> _SOURCE DOCUMENT_

============================================================

Reputation: 1267
I have a MongoDB Analytics-style collection. It contains documents with a timestamp
field and various data. Now I want to get a time series with the number of documents for a time period with a granularity parameter.
I'm currently using the aggregation framework like this (assuming that the granularity is DAY
) :
db.collection.aggregate([{
$match: {
timestamp: {
$gte: start_time,
$lt: end_time
}
}
}, {
$group: {
_id: {
year: { $year: '$timestamp' },
month: { $month: '$timestamp' },
day: { $dayOfMonth: '$timestamp' }
},
count: { $sum: 1 }
}
}, {
$sort: {
_id: 1
}
}])
This way I have a count
value for every day.
The problem is that the count
s will depend on the timezone used when computing the $dayOfMonth
part (each count
is from 00:00:000 UTC to 23:59:999 UTC).
I would like to be able to achieve this without being dependant on the timezone, but relying on the start_time
.
For example, if I use a start_time
at 07:00 UTC, I will get count
s for every day at 07:00 UTC to the next day at 07:00 UTC.
TL;DR : I want something like this : https://dev.twitter.com/ads/reference/get/stats/accounts/%3Aaccount_id/campaigns
Any idea on how to perform this ?
Upvotes: 0
Views: 1580
Reputation: 1267
I found a solution that works pretty good. It's not very natural but anyway.

============================================================

> _DATA SHOWN_
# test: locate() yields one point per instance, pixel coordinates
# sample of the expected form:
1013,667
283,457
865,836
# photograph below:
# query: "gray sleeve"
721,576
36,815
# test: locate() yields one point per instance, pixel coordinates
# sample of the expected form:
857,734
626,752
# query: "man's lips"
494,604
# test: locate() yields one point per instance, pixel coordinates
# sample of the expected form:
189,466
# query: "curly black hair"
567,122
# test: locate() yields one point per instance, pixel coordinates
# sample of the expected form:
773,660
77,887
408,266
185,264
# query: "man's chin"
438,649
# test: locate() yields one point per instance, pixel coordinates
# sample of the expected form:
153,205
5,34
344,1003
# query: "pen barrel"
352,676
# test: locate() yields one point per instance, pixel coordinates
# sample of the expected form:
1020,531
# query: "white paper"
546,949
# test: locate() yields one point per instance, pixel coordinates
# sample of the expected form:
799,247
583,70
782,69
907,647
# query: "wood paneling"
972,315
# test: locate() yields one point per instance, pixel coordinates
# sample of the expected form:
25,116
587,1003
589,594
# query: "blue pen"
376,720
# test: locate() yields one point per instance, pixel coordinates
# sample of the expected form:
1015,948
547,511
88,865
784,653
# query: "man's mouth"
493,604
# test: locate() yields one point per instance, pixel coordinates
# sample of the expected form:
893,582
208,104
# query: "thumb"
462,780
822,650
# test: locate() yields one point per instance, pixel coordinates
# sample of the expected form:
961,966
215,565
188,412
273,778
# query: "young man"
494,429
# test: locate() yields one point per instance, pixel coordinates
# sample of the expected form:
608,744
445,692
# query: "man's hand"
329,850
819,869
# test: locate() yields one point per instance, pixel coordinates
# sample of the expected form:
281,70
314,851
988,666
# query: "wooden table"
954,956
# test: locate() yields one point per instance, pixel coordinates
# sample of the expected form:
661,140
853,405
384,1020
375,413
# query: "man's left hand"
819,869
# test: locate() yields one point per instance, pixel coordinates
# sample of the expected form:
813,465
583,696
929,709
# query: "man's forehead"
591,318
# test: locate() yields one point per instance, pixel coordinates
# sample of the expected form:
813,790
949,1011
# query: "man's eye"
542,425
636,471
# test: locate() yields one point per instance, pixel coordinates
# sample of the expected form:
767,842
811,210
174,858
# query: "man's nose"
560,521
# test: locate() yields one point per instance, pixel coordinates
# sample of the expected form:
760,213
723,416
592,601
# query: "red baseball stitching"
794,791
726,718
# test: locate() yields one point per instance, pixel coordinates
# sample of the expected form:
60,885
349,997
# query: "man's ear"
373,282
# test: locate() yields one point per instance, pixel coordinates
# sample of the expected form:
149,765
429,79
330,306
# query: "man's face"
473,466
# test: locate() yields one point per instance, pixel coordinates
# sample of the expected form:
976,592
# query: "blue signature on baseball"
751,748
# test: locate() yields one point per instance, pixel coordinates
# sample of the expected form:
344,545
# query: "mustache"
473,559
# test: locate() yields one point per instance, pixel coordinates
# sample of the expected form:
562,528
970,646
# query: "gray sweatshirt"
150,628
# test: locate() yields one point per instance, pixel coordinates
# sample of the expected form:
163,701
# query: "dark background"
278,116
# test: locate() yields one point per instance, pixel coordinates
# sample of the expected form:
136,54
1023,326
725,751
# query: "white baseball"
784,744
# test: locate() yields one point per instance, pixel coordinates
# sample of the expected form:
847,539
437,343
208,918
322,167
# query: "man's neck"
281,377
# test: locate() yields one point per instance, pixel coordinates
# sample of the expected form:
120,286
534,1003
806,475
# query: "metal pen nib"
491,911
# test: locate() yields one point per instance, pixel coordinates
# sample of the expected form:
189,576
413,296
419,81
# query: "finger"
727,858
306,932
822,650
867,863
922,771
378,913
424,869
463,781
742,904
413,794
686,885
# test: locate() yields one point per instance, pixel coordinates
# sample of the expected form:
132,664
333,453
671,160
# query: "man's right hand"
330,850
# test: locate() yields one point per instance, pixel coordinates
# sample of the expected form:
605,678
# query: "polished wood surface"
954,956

============================================================

> _WHAT YOU WILL DO_
Write out, word for word, the passage of the MongoDB time-series thread starting with "This way I have" and going on through "to 23:59:999 UTC).". The material plays no part here.

> _COMPLETE OUTPUT_
This way I have a count
value for every day.
The problem is that the count
s will depend on the timezone used when computing the $dayOfMonth
part (each count
is from 00:00:000 UTC to 23:59:999 UTC).